Set problem 1: Could you return the stretch of the sockopt patch email from "From: Stanislav Fomichev" through "handle large optlens.", copied word for word?
Set problem 2: Can you supply the next part of the patch email on documenting EFAULT changes for sockopt, picking up after its last sentence?

Extracted text:
↓

From: Stanislav Fomichev <sdf@google.com>
To: bpf@vger.kernel.org
Cc: ast@kernel.org, daniel@iogearbox.net, andrii@kernel.org,
martin.lau@linux.dev, song@kernel.org, yhs@fb.com,
john.fastabend@gmail.com, kpsingh@kernel.org, sdf@google.com,
haoluo@google.com, jolsa@kernel.org
Subject: [PATCH bpf-next 6/6] bpf: Document EFAULT changes for sockopt
Date: Tue, 18 Apr 2023 15:53:43 -0700 [thread overview]
Message-ID: <20230418225343.553806-7-sdf@google.com> (raw)
In-Reply-To: <20230418225343.553806-1-sdf@google.com>
And add examples for how to correctly handle large optlens.
This is less relevant now when we don't EFAULT anymore, but
that's still the correct thing to do.

↑

[Entries from a pointing dataset]
↓

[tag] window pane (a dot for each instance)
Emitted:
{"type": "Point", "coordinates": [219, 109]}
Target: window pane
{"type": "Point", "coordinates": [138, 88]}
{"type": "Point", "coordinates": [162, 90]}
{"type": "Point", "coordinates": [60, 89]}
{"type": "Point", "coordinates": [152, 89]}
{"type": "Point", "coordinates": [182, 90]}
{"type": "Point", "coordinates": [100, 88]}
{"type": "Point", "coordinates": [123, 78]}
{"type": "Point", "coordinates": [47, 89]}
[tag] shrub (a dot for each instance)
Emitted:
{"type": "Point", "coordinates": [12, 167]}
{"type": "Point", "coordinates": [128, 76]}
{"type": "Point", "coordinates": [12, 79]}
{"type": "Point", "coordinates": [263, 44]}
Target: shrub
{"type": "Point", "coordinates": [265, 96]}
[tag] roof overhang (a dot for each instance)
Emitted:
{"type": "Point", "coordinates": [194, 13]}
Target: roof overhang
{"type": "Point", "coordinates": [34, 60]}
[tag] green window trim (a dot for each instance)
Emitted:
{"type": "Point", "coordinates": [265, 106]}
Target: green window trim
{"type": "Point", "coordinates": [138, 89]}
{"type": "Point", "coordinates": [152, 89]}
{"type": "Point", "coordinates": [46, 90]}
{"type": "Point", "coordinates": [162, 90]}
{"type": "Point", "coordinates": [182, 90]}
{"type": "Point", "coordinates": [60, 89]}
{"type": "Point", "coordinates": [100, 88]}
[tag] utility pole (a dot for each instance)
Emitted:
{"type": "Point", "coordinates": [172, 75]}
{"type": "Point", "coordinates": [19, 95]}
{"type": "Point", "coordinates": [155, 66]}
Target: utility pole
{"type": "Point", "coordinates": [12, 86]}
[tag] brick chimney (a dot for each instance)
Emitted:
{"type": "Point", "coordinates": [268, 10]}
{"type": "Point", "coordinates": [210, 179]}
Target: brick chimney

↑

Response 1:
From: Stanislav Fomichev <sdf@google.com>
To: bpf@vger.kernel.org
Cc: ast@kernel.org, daniel@iogearbox.net, andrii@kernel.org,
martin.lau@linux.dev, song@kernel.org, yhs@fb.com,
john.fastabend@gmail.com, kpsingh@kernel.org, sdf@google.com,
haoluo@google.com, jolsa@kernel.org
Subject: [PATCH bpf-next 6/6] bpf: Document EFAULT changes for sockopt
Date: Tue, 18 Apr 2023 15:53:43 -0700 [thread overview]
Message-ID: <20230418225343.553806-7-sdf@google.com> (raw)
In-Reply-To: <20230418225343.553806-1-sdf@google.com>
And add examples for how to correctly handle large optlens.

Response 2:
Signed-off-by: Stanislav Fomichev <sdf@google.com>
---
Documentation/bpf/prog_cgroup_sockopt.rst | 64 +++++++++++++++++++++--
1 file changed, 60 insertions(+), 4 deletions(-)
diff --git a/Documentation/bpf/prog_cgroup_sockopt.rst b/Documentation/bpf/prog_cgroup_sockopt.rst
index 172f957204bf..dcb8d4681257 100644
--- a/Documentation/bpf/prog_cgroup_sockopt.rst
+++ b/Documentation/bpf/prog_cgroup_sockopt.rst
@@ -29,7 +29,7 @@ chain finish (i.e. kernel ``setsockopt`` handling will *not* be executed).
Note, that ``optlen`` can not be increased beyond the user-supplied
value. It can only be decreased or set to -1. Any other value will
-trigger ``EFAULT``.
+ignore the BPF program's changes to ``optlen``/``optval``.
Return Type
-----------
@@ -45,13 +45,14 @@ sockopt. The BPF hook can observe ``optval``, ``optlen`` and ``retval``
if it's interested in whatever kernel has returned. BPF hook can override
the values above, adjust ``optlen`` and reset ``retval`` to 0. If ``optlen``
has been increased above initial ``getsockopt`` value (i.e. userspace
-buffer is too small), ``EFAULT`` is returned.
+buffer is too small), BPF program's ``optlen`` and ``optval`` are
+ignored.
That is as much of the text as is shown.